Brief :: Copy every record below exactly.

----------------

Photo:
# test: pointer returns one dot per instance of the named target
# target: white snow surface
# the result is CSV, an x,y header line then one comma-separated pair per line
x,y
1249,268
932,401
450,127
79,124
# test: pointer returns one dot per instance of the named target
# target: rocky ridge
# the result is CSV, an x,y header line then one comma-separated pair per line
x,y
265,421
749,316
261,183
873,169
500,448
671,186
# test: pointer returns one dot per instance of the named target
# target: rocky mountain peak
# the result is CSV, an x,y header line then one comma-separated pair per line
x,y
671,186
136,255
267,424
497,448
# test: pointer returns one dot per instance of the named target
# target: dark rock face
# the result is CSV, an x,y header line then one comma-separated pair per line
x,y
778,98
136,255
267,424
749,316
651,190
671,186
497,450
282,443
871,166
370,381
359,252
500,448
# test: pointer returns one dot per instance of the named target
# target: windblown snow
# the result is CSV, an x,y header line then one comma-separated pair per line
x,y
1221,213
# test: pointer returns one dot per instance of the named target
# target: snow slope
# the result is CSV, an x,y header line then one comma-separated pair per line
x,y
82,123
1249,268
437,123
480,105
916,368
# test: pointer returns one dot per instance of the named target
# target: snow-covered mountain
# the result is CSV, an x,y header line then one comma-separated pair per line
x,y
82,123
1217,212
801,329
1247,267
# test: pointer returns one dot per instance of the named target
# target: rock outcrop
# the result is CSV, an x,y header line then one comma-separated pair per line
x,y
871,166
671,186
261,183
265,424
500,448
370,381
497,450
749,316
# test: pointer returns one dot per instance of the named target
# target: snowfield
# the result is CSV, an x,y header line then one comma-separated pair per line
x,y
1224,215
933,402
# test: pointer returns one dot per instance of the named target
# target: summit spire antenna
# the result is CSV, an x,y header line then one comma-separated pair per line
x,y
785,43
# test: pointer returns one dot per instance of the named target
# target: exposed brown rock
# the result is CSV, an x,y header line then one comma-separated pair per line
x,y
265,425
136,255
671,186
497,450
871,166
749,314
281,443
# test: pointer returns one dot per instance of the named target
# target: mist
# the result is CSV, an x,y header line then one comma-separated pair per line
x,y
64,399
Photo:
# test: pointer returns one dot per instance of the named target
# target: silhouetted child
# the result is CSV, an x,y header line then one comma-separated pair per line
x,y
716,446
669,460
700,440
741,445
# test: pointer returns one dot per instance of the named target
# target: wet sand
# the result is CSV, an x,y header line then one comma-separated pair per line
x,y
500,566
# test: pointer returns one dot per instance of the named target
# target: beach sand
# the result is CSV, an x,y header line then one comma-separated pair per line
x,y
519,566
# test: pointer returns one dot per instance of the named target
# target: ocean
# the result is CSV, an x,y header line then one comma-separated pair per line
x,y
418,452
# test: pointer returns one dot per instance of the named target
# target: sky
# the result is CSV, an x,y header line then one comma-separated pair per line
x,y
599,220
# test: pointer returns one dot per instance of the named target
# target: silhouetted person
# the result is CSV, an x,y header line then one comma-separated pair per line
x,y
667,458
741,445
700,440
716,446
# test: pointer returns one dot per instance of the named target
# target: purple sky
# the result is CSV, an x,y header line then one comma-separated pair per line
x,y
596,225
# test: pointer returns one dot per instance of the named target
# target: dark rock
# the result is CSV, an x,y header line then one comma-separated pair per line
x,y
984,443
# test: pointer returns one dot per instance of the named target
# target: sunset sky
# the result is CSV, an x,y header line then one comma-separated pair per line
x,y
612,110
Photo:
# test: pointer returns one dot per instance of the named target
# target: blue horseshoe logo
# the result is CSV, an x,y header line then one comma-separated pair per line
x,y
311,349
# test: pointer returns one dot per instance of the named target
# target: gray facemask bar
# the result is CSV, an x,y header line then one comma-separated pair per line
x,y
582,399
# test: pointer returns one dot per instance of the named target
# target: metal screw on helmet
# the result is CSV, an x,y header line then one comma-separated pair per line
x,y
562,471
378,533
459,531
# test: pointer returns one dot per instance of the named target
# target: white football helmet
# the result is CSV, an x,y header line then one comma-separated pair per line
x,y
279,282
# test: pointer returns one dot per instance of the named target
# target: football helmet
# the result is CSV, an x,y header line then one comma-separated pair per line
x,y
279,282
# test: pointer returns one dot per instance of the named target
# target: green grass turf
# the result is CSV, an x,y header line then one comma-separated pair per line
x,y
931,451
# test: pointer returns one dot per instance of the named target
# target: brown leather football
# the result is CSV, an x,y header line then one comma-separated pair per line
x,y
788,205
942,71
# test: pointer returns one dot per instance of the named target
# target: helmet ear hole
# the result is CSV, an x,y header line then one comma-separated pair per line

----------------

Result of this task ::
Photo:
# test: pointer returns one dot per instance of the named target
# target: white snow surface
# the result is CSV, an x,y header line then one comma-separated pair per line
x,y
1249,268
932,401
450,127
79,124
# test: pointer returns one dot per instance of the named target
# target: rocky ridge
# the result is CSV, an x,y header line then one comma-separated pair per line
x,y
265,421
749,316
261,183
873,169
500,448
671,186
# test: pointer returns one dot per instance of the named target
# target: rocky mountain peak
# the result is CSV, an x,y header line then one comma-separated pair per line
x,y
671,186
136,255
267,424
497,448
# test: pointer returns one dot per instance of the named target
# target: dark rock face
# the result is CSV, an x,y header line then one comma-separated pair per line
x,y
778,98
136,255
267,424
749,316
651,190
671,186
497,450
282,443
871,166
370,381
359,252
500,448
# test: pointer returns one dot per instance of the named target
# target: windblown snow
# the result is CSV, an x,y header line then one comma-separated pair per line
x,y
1221,213
# test: pointer returns one dot per instance of the named target
# target: snow slope
# the result is CSV, an x,y header line then one comma-separated pair per line
x,y
82,123
1249,268
437,123
480,105
916,368
# test: pointer returns one dot per instance of the named target
# target: snow-covered mountain
# the result is CSV, an x,y header line then one comma-separated pair per line
x,y
82,123
1217,212
801,329
1247,267
# test: pointer returns one dot per instance of the named target
# target: rock outcrop
# the result is CSV, an x,y header line then one comma-separated pair per line
x,y
871,166
671,186
261,183
265,424
500,448
370,381
497,450
749,316
# test: pointer returns one dot per instance of the named target
# target: snowfield
# the result is CSV, an x,y header line then one comma-separated pair per line
x,y
1224,215
933,402
# test: pointer returns one dot per instance of the named target
# target: summit spire antenna
# the result is CSV, an x,y header line then one comma-separated pair per line
x,y
785,43
# test: pointer returns one dot per instance of the named target
# target: exposed brown rock
# the result is CSV, an x,y header line then one comma-separated pair per line
x,y
265,425
136,255
671,186
497,450
871,166
749,314
281,443
# test: pointer returns one dot per instance of the named target
# target: mist
# the result is CSV, an x,y header line then one comma-separated pair per line
x,y
64,399
Photo:
# test: pointer returns one dot per instance of the named target
# target: silhouetted child
# the result is CSV, an x,y header line then one comma-separated pair per line
x,y
716,446
669,460
700,440
741,445
# test: pointer returns one dot per instance of the named target
# target: wet sand
# the result is CSV, an x,y header line then one comma-separated pair per line
x,y
500,566
# test: pointer returns one dot per instance of the named target
# target: beach sand
# the result is CSV, an x,y header line then one comma-separated pair per line
x,y
519,566
# test: pointer returns one dot per instance of the named target
# target: ocean
# the result is CSV, an x,y header line then one comma-separated pair per line
x,y
418,452
# test: pointer returns one dot per instance of the named target
# target: sky
# the result is CSV, an x,y header line then one comma-separated pair per line
x,y
599,220
# test: pointer returns one dot per instance of the named target
# target: silhouetted person
# the result is CSV, an x,y header line then one comma-separated pair per line
x,y
667,458
741,445
700,440
716,446
# test: pointer returns one dot per instance of the named target
# target: purple sky
# the result is CSV, an x,y header line then one comma-separated pair per line
x,y
596,225
# test: pointer returns one dot per instance of the named target
# target: dark rock
# the result is CSV, an x,y header line then one comma-separated pair per line
x,y
984,443
# test: pointer returns one dot per instance of the named target
# target: sunset sky
# the result is CSV, an x,y header line then one comma-separated pair per line
x,y
612,110
Photo:
# test: pointer returns one dot per instance of the named target
# target: blue horseshoe logo
# the result is CSV, an x,y header line then one comma-separated pair per line
x,y
311,349
# test: pointer returns one dot per instance of the named target
# target: gray facemask bar
# the result is CSV, an x,y header line then one comma-separated pair per line
x,y
582,399
# test: pointer returns one dot per instance of the named target
# target: metal screw on helmet
# the result is CSV, an x,y header line then one comma-separated pair per line
x,y
562,471
378,533
459,531
# test: pointer returns one dot per instance of the named target
# target: white football helmet
# the result is CSV, an x,y header line then one comma-separated pair per line
x,y
279,282
# test: pointer returns one dot per instance of the named target
# target: football helmet
# the result is CSV, an x,y header line then one comma-separated pair per line
x,y
279,282
# test: pointer returns one dot per instance of the named target
# target: green grass turf
# the result is CSV, an x,y header line then one comma-separated pair per line
x,y
931,451
# test: pointer returns one dot per instance of the named target
# target: brown leather football
# the result is CSV, an x,y header line then one comma-separated pair per line
x,y
788,205
942,71
# test: pointer returns one dot per instance of the named target
# target: helmet ear hole
# the result is CSV, an x,y header line then one comma-separated pair per line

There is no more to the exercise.